▶ _AIM_
Please lay out these rows as a numbered list, leaving out any blank lines and the pictures.

▶ _MATERIAL SUPPLIED_
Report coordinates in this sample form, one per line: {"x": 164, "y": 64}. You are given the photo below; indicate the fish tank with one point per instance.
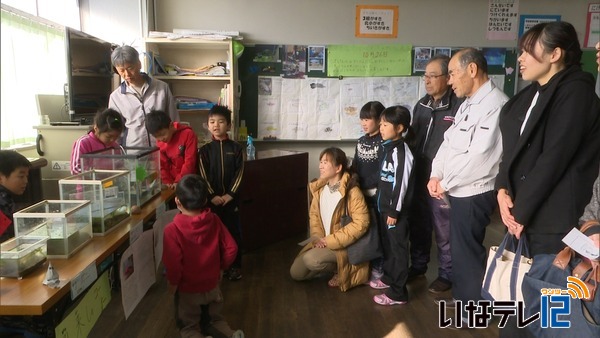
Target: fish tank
{"x": 143, "y": 165}
{"x": 21, "y": 255}
{"x": 67, "y": 224}
{"x": 109, "y": 194}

▶ _FINAL RESULT_
1. Report coordinates in this sample form, one per line: {"x": 164, "y": 64}. You are given the photo below; indicate the fish tank with one point per instance.
2. Target: fish tank
3. {"x": 143, "y": 165}
4. {"x": 21, "y": 255}
5. {"x": 67, "y": 224}
6. {"x": 109, "y": 194}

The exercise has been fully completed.